과제: 아래 신경망 추론 글에서 "신경망 추론 전체 그림"부터 "b1 = np.random.randn(4)"까지의 구간을 한 글자도 바꾸지 말고 그대로 옮겨 적으세요.

## 신경망의 추론

신경망 추론 전체 그림

In [1]:
import numpy as np

def sigmoid(x):
    return 1 / (1 + np.exp(-x))

In [2]:
x = np.random.randn(10, 2)
W1 = np.random.randn(2, 4)
b1 = np.random.randn(4)
W2 = np.random.randn(4, 3)
b2 = np.random.randn(3)

h = np.matmul(x, W1) + b1
a = sigmoid(h)
s = np.matmul(a, W2) + b2

계층으로 클래스화 및 순전파 구현

In [11]:
class Sigmoid:
    def __init__(self):
        self.params = []

    def forward(self, x):
        return 1 / (1 + np.exp(-x))

In [12]:
class Affine:
    def __init__(self, W, b):
        self.params = [W, b]
    
    def forward(self, x):
        W, b = self.params
        out = np.matmul(x, W) + b
        return out

In [15]:
class TwoLayerNet:
    def __init__(self, input_size, hidden_size, output_size):
        I, H, O = input_size, hidden_size, output_size

        W1 = np.random.randn(I, H)
        b1 = np.zeros(H)
        W2 = np.random.randn(H, O)
        b2 = np.zeros(O)

        self.layers = [
            Affine(W1, b1),
            Sigmoid(),
            Affine(W2, b2)
        ]

        self.params = []
        for layer in self.layers:
            self.params += layer.params ## 두 개의 리스트를 결합

    def predict(self, x):
        for layer in self.layers:
            x = layer.forward(x)

데이터 레코드:
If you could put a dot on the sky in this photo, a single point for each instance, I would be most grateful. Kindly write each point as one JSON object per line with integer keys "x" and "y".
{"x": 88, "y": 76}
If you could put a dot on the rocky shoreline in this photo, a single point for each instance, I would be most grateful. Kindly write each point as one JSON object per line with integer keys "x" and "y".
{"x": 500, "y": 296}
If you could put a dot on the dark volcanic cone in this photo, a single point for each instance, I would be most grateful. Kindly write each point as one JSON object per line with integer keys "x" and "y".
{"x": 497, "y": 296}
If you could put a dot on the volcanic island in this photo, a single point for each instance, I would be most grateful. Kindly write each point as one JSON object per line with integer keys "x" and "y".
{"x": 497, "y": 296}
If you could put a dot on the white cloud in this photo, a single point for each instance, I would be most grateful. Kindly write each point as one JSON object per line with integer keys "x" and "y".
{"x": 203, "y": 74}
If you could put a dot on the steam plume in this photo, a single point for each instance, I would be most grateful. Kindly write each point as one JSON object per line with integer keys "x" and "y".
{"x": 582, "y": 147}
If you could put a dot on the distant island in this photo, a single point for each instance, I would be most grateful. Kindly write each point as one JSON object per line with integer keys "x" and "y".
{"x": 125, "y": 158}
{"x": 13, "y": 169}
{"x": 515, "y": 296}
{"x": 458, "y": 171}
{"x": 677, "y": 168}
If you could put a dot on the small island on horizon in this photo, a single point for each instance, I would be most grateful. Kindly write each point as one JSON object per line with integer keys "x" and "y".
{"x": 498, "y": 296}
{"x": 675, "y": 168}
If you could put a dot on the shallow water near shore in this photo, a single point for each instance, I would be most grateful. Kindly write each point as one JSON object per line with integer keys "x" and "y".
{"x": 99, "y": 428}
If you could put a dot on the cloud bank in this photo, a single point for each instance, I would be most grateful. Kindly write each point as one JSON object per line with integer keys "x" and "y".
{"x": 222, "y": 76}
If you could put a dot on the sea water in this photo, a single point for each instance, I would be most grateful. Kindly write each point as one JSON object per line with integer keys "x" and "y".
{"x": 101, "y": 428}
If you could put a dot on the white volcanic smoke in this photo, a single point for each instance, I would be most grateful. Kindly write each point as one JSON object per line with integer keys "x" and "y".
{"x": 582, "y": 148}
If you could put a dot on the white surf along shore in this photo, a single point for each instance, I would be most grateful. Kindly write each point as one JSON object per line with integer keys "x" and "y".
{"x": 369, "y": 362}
==
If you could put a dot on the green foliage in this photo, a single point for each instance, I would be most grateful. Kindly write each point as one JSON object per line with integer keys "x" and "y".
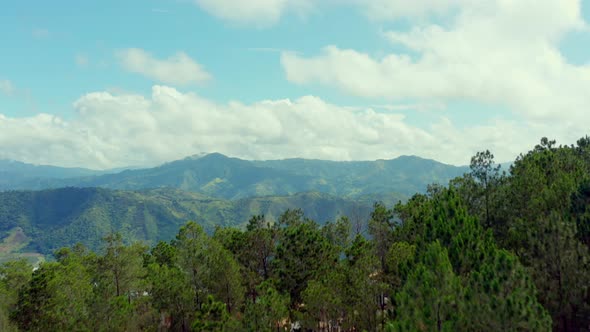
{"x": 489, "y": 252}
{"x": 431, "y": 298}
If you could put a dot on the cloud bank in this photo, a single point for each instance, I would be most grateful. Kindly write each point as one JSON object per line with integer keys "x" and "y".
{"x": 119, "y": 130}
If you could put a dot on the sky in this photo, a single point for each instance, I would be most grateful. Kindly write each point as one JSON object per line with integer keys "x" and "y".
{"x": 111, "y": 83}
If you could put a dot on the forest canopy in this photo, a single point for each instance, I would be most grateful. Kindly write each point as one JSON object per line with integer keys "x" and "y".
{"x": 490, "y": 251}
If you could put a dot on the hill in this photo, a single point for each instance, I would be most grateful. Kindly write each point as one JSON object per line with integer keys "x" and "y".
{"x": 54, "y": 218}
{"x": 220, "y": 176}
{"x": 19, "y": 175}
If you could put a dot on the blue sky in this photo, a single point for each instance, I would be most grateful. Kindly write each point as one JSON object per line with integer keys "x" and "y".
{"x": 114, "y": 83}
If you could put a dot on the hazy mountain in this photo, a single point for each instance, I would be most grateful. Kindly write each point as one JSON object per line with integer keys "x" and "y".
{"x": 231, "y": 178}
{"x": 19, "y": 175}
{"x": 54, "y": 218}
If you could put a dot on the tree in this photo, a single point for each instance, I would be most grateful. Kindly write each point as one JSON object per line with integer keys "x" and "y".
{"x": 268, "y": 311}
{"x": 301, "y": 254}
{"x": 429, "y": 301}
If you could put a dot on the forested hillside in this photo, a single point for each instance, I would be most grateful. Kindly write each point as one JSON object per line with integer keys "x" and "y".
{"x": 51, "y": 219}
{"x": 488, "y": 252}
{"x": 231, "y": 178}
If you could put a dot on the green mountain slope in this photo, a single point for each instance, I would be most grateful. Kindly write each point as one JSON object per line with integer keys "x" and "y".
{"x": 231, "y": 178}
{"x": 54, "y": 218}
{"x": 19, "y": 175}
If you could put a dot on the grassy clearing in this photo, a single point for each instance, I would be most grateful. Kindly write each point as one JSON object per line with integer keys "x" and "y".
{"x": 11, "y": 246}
...
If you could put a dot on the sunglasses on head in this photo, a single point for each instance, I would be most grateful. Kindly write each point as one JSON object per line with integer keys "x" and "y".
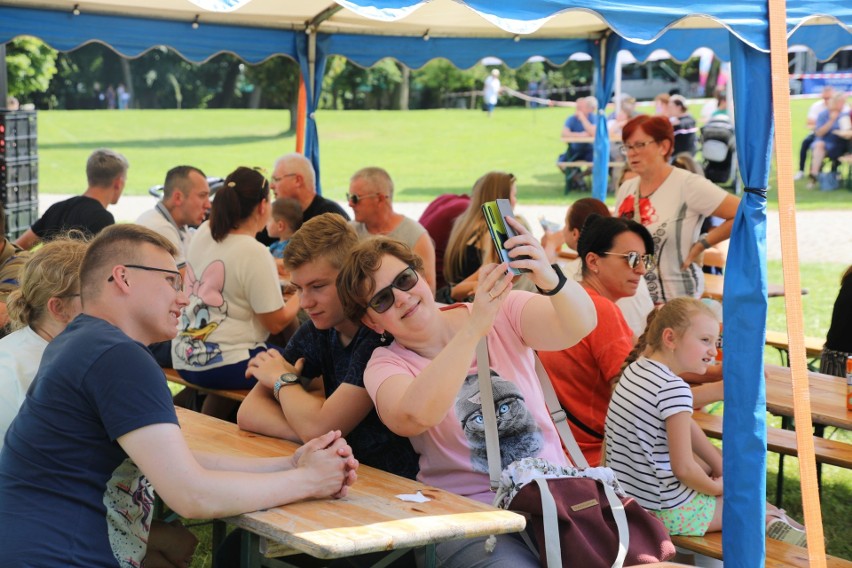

과제 답안:
신경망 추론 전체 그림

In [1]:
import numpy as np

def sigmoid(x):
    return 1 / (1 + np.exp(-x))

In [2]:
x = np.random.randn(10, 2)
W1 = np.random.randn(2, 4)
b1 = np.random.randn(4)